2. Be in constant, honest communication with employees: All
employees want accurate information from management, and they want to
know the truth, even if it’s difficult. No matter what the news is,
good or bad, your employees want to hear it, so always be totally open
and honest about what is to come.
If your employees feel out of the loop, they’ll assume the
worst, and you can expect a negative effect on productivity. Both
merging entities, the purchaser and the seller, need to both
consistently communicate with employees and ensure that whatever
they’re communicating is 100% accurate.
For
example, during a recent acquisition, the president of an acquiring
company met with all of the employees about two months before the
final deal was complete. The group was very well-paid and had a very
high level of benefits. The acquiring organization would not provide
that same level of benefits, he told the employees, but the loss would
be made up in their salaries. At the end of the deal, they brought
everybody in at the lower benefit level and at the same level of pay
they had previously received. Now the president and his management
team are starting off with low credibility because of his false
attempt to reassure the employees.
To help
ensure buy-in, schedule regular employee meetings or send out regular
updates via e-mail or a weekly newsletter. You need to be upfront
about everything that is happening from the beginning so you don’t
lose credibility with your employees and, in turn, your customer base,
who are in close, constant contact with your front line employees. If
you don’t treat employees well in the course of a merger or
acquisition, six to twelve months down the road, you may find erosion
of your customer base. The cost in revenue loss of losing a key player
with a great deal of customer contact can be huge.
It is not uncommon for revenue loss to reach a million dollars
a year in a mid-sized organization. This, of course, would have a huge
negative effect on any company and its ability to stay profitable.
3. Provide resources for those who will be displaced:
Allow those employees who won’t be retained to exit
gracefully. Offer career counseling, resume services, contacts with
outplacement firms, or anything else you can provide to meet
individual needs.

(Records excerpted from a collection)
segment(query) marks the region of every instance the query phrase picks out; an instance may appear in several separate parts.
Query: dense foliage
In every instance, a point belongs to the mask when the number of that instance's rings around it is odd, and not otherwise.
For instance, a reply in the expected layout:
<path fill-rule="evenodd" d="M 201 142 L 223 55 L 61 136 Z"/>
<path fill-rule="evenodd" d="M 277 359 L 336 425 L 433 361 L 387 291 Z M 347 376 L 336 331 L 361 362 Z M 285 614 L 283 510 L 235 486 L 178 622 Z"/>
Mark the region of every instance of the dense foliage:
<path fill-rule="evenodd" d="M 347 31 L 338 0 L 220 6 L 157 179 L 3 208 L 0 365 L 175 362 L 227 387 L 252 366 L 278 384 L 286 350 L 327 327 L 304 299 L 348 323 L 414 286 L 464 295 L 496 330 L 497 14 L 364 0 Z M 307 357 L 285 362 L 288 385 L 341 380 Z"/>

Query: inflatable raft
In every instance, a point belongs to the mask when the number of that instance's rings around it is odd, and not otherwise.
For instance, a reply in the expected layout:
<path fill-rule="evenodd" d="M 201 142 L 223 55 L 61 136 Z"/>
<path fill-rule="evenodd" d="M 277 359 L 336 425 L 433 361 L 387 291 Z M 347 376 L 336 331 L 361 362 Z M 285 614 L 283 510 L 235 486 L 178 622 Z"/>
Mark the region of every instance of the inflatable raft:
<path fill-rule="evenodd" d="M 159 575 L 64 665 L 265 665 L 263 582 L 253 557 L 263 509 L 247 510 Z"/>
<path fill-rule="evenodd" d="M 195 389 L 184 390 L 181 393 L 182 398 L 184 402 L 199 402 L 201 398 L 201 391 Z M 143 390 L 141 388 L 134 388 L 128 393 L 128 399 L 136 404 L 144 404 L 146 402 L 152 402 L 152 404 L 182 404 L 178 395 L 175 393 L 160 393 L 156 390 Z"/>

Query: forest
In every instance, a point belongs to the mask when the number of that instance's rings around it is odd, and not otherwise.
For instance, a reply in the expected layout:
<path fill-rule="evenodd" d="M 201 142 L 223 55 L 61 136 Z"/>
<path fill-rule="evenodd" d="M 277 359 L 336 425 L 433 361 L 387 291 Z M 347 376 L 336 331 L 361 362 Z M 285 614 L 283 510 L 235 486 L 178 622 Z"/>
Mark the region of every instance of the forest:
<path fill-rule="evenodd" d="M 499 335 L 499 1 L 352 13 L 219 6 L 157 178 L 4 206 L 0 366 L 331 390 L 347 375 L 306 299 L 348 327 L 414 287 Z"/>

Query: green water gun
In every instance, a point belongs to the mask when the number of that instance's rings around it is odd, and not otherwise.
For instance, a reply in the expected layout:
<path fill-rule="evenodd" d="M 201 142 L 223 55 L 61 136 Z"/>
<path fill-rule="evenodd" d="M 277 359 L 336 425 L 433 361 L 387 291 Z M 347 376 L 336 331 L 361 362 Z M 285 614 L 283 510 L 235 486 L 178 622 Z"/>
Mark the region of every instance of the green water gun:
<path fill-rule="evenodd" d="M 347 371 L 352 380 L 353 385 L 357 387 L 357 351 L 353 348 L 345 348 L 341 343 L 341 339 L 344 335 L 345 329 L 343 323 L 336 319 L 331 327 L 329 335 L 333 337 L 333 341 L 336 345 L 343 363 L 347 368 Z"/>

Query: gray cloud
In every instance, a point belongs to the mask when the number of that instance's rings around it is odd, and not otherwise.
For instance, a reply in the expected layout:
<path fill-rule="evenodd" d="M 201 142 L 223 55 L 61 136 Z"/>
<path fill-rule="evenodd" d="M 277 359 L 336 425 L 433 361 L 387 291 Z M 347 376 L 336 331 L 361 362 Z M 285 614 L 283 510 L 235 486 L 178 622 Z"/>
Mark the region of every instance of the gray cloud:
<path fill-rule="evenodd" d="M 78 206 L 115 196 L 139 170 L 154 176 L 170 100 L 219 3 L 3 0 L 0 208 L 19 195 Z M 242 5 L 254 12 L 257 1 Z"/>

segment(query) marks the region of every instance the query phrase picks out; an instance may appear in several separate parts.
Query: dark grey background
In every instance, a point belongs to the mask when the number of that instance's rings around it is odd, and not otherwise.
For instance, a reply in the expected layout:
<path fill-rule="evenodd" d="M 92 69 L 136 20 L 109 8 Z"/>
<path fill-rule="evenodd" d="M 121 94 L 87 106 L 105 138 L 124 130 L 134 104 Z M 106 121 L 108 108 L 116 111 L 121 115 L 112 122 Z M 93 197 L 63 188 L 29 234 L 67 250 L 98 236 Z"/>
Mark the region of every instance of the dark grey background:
...
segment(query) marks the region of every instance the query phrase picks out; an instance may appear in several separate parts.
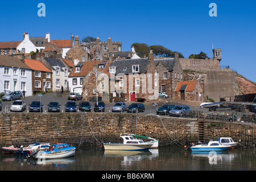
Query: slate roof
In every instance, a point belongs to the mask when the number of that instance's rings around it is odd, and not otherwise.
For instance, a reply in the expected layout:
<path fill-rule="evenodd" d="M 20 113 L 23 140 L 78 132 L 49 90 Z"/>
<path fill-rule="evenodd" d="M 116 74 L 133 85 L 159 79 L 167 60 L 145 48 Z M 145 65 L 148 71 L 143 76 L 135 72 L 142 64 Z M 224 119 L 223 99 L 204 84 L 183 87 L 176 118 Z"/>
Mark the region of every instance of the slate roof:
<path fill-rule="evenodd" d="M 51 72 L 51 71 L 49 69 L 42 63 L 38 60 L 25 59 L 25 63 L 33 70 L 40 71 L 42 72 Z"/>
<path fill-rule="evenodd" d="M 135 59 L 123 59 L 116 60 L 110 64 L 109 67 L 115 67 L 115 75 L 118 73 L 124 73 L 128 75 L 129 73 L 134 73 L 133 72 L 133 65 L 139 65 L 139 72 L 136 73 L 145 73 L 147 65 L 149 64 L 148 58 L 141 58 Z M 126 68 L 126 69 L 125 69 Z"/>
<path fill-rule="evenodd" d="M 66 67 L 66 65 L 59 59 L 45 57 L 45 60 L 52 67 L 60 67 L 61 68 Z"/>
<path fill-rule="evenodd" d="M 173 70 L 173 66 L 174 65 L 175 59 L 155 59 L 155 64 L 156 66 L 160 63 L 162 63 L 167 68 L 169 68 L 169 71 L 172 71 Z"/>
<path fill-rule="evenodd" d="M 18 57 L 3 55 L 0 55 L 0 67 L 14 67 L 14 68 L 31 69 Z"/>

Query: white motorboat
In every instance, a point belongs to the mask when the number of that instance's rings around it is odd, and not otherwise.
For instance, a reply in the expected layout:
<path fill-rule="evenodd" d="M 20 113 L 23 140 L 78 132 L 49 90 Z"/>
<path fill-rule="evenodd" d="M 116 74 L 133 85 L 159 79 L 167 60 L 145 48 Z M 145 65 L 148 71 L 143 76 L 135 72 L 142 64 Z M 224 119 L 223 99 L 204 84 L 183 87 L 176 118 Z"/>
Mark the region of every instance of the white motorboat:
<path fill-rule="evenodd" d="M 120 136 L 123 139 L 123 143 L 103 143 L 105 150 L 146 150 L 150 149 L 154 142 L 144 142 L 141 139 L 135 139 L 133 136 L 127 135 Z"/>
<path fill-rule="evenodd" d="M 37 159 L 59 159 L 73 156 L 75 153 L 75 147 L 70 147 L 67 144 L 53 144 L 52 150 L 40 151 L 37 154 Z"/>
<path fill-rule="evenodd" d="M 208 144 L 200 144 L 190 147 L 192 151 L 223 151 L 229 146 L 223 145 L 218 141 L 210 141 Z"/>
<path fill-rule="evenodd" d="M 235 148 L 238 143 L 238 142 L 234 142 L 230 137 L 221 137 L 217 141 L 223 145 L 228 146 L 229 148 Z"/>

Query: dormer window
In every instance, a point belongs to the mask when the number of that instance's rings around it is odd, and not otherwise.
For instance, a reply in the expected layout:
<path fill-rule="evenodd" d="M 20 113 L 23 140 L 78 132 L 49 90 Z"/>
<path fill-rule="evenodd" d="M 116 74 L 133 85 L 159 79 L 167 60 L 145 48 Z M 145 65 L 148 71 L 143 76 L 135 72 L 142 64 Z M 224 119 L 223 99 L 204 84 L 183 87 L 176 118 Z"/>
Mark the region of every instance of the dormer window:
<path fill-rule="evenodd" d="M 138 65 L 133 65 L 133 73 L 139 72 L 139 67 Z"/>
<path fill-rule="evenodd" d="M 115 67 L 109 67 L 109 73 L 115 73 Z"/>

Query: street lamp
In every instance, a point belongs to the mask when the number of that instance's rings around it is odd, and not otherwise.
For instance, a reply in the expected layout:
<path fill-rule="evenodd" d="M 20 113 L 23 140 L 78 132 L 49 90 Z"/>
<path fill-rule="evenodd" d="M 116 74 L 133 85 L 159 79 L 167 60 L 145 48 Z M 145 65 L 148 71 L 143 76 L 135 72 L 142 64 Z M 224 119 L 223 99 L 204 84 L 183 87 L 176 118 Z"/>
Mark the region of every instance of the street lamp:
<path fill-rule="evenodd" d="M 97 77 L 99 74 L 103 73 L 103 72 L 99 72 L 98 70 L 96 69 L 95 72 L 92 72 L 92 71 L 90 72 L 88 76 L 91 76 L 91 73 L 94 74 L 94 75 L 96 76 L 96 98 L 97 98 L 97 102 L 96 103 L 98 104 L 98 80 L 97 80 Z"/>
--
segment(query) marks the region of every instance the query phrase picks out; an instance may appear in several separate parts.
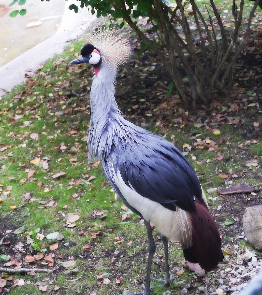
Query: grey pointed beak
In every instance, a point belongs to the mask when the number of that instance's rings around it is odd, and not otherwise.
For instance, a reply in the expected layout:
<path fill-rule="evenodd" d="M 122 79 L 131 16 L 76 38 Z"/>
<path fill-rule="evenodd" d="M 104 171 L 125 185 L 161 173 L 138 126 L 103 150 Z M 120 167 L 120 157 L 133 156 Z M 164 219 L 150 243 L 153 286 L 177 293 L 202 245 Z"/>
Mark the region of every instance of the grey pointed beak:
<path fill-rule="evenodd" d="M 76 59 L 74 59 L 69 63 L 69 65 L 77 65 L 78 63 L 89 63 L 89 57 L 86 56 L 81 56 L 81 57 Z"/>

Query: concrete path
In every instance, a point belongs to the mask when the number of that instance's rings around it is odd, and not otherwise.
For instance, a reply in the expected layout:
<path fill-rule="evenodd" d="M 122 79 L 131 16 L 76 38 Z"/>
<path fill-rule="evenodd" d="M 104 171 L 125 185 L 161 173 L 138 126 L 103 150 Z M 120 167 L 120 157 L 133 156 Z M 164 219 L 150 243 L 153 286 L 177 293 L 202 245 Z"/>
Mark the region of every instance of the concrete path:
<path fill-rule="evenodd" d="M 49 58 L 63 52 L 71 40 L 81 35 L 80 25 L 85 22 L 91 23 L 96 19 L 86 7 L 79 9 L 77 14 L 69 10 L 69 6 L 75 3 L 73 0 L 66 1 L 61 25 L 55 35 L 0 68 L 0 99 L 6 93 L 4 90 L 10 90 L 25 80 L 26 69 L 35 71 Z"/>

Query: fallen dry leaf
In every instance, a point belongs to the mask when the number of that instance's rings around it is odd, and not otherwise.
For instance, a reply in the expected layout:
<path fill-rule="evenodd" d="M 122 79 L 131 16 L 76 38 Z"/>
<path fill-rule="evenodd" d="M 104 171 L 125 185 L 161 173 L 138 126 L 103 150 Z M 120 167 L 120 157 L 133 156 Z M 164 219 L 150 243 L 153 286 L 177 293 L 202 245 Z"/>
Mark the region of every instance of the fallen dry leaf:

**STATED PROBLEM A:**
Using the text on employee communication during mergers, answer:
(i) How long before the final deal was complete did the president of the acquiring company meet with all of the employees?
(ii) How far down the road may erosion of the customer base show up if employees are not treated well?
(iii) What yearly revenue loss in a mid-sized organization is described as not uncommon?
**STATED PROBLEM B:**
For each statement, say whether it agrees with the text on employee communication during mergers, and quote the deciding words.
(i) The acquiring organization matched the benefit level the employees already had.
(ii) Only the purchaser needs to communicate with employees.
(iii) Career counseling is among the resources suggested for employees who won't be retained.

**OUTPUT A:**
(i) About two months.
(ii) Six to twelve months.
(iii) A million dollars a year.

**OUTPUT B:**
(i) No: "The acquiring organization would not provide that same level of benefits"
(ii) No: "Both merging entities, the purchaser and the seller, need to both consistently communicate with employees"
(iii) Yes: "Offer career counseling, resume services, contacts with outplacement firms"